Article ->
◆ ◆ ◆ ◆ ◆
What we cannot do is shrug off increasing intolerance towards us. Here, the us I am talking about is the Roman Catholic Church, not any other Christian church in this country. I am entirely talking about intolerance, although I think that a certain amount of intolerance at the moment in our direction is deserved. Let me illustrate this with the story of a few weeks ago when someone I greatly admire, Monsignor Rod Strange, one-time head of the seminary for mature would-be priests in Rome, the Beda College, and now a distinguished professor of theology at Saint Mary’s, Twickenham, told of a fellow clergy coming out to start his day, walking through the door of his presbytery with a bounce in his feet and his clerical collar on to be met by a direct spit hit by a woman, exploding with, “Here comes another paedo priest”. That is the damage that has been done, sometimes, by the Roman Catholic faith to itself. This sort of lamentable but understandable intolerance is made manifest in the sometimes slow response by the hierarchy of my Church to decades of institutional abuse of little boys in Roman Catholic schools.
◆ ◆ ◆ ◆ ◆
Data lines ->
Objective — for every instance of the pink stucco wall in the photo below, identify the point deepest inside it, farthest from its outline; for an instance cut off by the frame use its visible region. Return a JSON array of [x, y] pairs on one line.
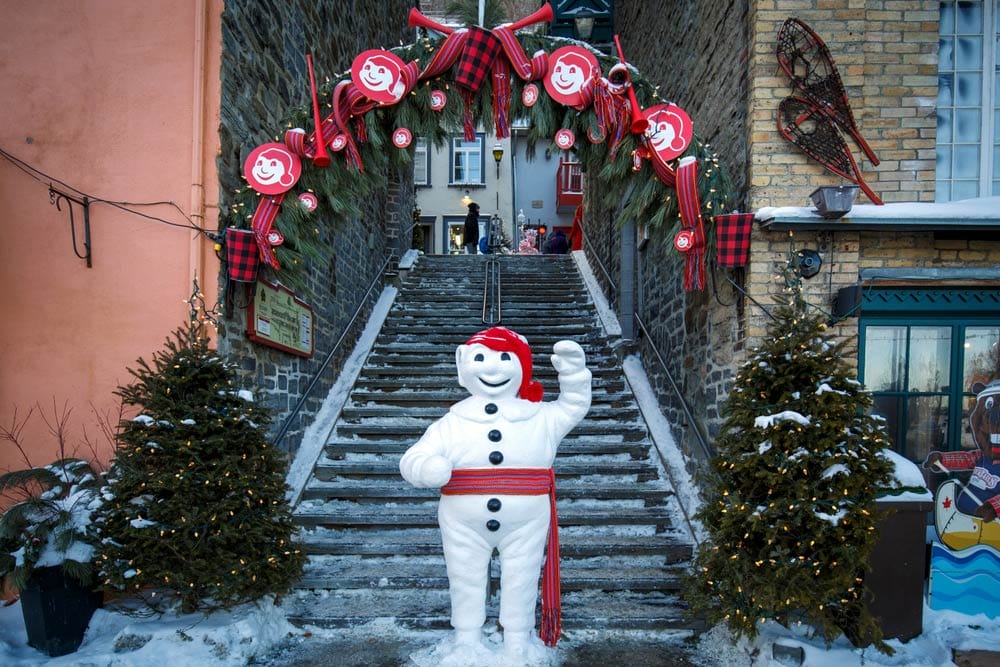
◆ ◆ ◆ ◆ ◆
What is expected ->
Answer these questions about the text on intolerance toward the Catholic Church:
1. Which church does "us" refer to?
2. Where is Monsignor Rod Strange now a professor of theology?
3. What did the woman exclaim after spitting at the priest?

Output below ->
1. The Roman Catholic Church.
2. Saint Mary's, Twickenham.
3. "Here comes another paedo priest".